**** Records supplied ****
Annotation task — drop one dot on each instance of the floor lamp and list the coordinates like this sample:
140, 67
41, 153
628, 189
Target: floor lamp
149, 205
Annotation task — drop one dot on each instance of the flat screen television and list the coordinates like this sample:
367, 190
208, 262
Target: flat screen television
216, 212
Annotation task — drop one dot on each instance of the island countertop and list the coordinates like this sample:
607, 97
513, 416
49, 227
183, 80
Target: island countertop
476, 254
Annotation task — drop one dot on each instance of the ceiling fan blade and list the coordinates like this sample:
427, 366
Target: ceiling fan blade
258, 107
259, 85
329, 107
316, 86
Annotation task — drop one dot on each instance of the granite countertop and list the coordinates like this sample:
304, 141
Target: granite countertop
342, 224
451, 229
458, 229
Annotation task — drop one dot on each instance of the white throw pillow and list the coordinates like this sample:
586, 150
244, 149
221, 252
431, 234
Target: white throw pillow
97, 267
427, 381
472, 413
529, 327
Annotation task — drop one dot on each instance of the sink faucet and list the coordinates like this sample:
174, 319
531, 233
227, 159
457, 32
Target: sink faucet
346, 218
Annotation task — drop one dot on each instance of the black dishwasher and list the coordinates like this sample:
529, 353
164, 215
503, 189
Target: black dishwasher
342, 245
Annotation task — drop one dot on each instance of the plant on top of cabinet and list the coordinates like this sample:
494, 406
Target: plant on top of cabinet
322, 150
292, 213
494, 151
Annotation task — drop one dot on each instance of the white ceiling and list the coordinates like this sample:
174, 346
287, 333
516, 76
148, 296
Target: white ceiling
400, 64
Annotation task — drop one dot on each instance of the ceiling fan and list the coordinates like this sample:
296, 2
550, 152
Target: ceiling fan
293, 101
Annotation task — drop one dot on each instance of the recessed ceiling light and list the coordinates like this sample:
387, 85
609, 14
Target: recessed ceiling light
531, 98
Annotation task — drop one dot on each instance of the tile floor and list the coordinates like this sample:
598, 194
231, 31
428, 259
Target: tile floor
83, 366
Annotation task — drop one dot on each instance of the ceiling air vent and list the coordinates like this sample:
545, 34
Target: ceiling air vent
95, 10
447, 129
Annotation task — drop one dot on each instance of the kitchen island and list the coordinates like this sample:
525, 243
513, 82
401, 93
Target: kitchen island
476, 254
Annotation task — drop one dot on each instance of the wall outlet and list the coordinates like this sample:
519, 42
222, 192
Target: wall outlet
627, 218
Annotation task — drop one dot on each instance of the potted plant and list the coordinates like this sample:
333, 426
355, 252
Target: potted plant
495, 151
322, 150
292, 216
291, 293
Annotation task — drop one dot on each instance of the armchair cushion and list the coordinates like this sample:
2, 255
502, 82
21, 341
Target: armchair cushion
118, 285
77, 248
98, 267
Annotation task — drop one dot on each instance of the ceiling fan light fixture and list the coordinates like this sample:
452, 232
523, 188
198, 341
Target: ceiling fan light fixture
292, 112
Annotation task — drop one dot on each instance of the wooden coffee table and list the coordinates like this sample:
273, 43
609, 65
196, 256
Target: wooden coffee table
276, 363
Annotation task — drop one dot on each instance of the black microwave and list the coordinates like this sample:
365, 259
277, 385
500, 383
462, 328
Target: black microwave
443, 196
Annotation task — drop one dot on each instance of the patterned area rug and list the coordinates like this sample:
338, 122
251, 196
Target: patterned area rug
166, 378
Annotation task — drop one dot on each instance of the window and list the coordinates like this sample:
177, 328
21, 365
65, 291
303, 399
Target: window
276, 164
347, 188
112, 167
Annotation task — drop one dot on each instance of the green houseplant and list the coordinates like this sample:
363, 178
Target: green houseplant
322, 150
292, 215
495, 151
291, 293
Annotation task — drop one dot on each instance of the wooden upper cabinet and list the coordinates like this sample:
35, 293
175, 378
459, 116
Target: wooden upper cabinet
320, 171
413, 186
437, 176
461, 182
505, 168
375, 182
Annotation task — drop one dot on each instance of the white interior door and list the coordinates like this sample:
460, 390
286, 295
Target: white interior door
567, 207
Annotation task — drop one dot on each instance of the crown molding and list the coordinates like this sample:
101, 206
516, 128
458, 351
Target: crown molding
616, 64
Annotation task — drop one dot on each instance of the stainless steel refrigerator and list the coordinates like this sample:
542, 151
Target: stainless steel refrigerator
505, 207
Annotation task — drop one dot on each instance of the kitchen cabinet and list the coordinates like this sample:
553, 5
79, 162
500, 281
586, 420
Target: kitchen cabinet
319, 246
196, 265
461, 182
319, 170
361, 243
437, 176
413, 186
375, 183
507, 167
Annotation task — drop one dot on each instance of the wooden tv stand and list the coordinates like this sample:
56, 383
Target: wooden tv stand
****
Exercise objective: In the entries above, take the line containing "the black microwave" and each later line through the last, and repeat them exactly. Output nothing else.

Final result:
Annotation task — drop one dot on each instance of the black microwave and list the coordinates like this sample:
365, 259
277, 385
500, 383
462, 328
Target: black microwave
443, 196
Annotation task — drop one dot on each instance of the patterned area rug and list the coordinates like this sample:
338, 122
251, 196
Target: patterned area rug
166, 378
Annotation task — drop one dot on each instance of the window and list the coordinates like this sample:
177, 328
21, 365
65, 291
303, 399
Target: window
276, 164
347, 188
112, 167
Annotation task — drop one dot on each instance of the green houseplant and list the coordinates like this sample:
363, 178
Target: green houseplant
322, 150
292, 215
495, 151
291, 293
Annotation task — drop one dot on each instance of the wooden upper cabinet and list the coordinates like this sample:
35, 293
175, 378
459, 116
Target: wooden upper cabinet
320, 171
413, 186
437, 176
461, 182
505, 168
375, 182
Annotation task — drop one dot on each instance of the white interior door and list the coordinates like this sample:
460, 390
286, 295
Target: white interior door
567, 207
Annotation task — drop one dot on each instance of the crown molding and list the coordinates like this sample:
101, 206
516, 128
458, 351
Target: crown molding
616, 64
Annotation task — drop one dot on each instance of the stainless steel refrigerator and list the coordinates like this sample:
542, 151
Target: stainless steel refrigerator
505, 207
Annotation task — drop one dot on each instance of the kitchen cabinet and list the coordinates like this sample:
553, 5
79, 162
500, 281
586, 420
Target: kitchen cabinet
319, 246
196, 265
461, 182
319, 170
361, 243
437, 176
413, 186
375, 183
507, 167
Annotation task — drop one dot on each instance of the wooden tv stand and list the coordinates like this sample:
56, 383
Target: wooden tv stand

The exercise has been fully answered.